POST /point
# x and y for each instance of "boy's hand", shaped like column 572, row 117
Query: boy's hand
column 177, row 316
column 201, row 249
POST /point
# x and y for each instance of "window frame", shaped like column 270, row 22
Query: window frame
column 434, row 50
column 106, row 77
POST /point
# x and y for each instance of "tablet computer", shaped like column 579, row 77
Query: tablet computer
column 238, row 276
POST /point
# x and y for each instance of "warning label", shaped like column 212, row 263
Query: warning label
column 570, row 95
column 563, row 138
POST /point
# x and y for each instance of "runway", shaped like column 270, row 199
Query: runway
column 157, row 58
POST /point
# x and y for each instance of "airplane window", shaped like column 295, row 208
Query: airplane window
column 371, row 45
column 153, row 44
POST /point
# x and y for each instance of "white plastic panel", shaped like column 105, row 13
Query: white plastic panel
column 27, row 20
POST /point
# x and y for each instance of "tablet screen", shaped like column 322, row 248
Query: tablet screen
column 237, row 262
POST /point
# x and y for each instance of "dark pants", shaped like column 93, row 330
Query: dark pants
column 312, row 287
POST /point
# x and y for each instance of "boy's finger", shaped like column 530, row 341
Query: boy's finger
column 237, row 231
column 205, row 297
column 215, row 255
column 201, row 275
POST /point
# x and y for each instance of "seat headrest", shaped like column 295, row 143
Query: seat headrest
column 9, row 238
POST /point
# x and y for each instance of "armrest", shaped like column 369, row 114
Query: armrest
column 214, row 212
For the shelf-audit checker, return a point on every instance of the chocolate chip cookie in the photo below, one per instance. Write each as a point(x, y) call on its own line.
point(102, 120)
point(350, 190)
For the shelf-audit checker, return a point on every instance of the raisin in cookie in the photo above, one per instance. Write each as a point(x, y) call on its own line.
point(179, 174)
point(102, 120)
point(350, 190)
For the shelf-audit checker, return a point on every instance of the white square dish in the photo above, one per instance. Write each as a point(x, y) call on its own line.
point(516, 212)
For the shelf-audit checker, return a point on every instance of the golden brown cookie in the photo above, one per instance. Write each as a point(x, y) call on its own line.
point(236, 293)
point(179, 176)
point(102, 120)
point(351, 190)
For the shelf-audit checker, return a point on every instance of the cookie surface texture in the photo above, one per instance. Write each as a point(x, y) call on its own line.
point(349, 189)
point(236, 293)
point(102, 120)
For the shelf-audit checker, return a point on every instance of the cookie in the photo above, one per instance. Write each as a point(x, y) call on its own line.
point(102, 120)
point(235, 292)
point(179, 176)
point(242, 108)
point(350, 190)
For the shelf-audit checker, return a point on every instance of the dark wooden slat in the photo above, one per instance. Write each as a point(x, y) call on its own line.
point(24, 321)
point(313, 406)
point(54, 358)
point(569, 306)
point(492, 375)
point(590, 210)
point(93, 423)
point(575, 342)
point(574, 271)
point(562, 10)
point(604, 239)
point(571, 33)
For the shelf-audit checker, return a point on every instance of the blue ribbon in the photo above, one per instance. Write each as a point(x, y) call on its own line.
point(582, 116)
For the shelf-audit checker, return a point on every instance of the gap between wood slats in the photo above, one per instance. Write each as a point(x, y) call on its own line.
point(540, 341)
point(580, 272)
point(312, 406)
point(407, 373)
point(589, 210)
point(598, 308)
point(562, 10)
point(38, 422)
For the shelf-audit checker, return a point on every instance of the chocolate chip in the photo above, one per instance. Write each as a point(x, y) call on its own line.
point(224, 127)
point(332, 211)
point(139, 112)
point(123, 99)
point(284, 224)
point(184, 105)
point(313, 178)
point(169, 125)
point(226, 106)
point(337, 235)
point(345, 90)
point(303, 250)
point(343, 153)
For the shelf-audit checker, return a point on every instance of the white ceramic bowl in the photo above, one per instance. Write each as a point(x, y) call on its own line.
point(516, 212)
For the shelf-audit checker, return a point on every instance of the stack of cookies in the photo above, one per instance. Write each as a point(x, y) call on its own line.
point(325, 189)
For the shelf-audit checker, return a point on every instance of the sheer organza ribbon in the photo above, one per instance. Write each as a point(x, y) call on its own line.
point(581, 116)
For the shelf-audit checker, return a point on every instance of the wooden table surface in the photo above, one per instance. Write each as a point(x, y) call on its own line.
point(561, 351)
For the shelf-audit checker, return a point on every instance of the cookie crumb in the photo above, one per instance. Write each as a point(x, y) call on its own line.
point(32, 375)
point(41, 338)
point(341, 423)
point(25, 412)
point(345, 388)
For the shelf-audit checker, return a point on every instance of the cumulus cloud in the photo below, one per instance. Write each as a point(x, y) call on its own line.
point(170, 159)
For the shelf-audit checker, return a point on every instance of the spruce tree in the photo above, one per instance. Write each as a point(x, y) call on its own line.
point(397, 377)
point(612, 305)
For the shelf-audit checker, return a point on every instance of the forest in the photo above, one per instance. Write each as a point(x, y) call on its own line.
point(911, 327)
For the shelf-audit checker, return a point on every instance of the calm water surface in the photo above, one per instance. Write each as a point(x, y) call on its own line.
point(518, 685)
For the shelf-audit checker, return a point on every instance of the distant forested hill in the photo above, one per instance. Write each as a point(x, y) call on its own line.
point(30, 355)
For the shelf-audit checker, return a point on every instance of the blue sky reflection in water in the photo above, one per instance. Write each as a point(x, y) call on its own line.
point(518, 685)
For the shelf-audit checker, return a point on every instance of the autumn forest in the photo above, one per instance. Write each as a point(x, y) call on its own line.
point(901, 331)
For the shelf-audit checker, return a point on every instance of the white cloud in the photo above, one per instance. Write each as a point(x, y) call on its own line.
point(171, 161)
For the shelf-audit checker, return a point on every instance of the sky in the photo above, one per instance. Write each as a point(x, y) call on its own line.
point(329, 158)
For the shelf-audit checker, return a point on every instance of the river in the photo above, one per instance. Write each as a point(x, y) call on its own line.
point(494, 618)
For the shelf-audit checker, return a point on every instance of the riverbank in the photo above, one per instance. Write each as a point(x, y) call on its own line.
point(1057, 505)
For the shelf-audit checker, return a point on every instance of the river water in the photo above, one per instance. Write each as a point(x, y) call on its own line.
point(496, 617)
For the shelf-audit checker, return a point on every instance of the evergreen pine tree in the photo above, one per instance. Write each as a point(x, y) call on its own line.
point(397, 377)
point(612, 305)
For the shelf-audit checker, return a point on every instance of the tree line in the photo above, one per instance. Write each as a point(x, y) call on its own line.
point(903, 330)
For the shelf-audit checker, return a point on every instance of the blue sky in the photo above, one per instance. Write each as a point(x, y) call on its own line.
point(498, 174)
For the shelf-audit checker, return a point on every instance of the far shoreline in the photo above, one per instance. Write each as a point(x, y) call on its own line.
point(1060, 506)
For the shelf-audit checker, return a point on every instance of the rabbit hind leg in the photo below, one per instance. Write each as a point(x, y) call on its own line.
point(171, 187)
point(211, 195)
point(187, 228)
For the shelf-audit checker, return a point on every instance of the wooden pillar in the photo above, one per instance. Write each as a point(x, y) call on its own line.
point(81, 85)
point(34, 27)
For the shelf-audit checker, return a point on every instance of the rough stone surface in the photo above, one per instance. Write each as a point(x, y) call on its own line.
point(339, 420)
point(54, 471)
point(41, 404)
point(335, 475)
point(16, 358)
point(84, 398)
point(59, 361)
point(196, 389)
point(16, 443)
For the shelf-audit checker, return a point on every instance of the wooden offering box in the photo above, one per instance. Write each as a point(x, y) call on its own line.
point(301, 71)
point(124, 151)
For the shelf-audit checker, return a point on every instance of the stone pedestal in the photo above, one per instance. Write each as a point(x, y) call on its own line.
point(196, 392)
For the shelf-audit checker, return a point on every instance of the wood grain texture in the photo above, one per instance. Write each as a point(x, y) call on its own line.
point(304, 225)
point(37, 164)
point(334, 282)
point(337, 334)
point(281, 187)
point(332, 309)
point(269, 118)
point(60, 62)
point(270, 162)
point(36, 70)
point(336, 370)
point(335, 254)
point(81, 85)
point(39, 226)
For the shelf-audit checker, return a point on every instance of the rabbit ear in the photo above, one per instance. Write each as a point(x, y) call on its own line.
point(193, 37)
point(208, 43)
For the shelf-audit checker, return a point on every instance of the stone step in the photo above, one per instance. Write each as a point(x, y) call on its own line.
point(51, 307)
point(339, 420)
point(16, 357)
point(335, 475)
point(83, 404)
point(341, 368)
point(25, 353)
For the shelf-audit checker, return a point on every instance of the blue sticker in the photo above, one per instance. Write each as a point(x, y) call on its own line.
**********
_What is being asked_. Beginning with the first line of the listing above, please write out every line exactly until you reach the line that contains "105, row 13", and include that one too.

_Expected output_.
POST /point
# x and y for each instance of "boy's hand", shaped like column 572, row 117
Query: boy's hand
column 177, row 316
column 201, row 249
POST /point
# x and y for each instance of "window frame", shaped like column 270, row 22
Query: window frame
column 434, row 50
column 106, row 77
POST /point
# x and y for each instance of "tablet computer", shaped like column 579, row 77
Query: tablet computer
column 238, row 276
POST /point
# x and y for each instance of "warning label", shaped like column 212, row 263
Query: warning label
column 570, row 95
column 563, row 138
POST /point
# x and y for each instance of "runway", shaped like column 270, row 199
Query: runway
column 157, row 58
POST /point
# x and y for each instance of "airplane window", shaped like column 295, row 208
Query: airplane window
column 371, row 45
column 153, row 44
POST /point
# x and y for each instance of "white plastic panel", shaped like column 105, row 13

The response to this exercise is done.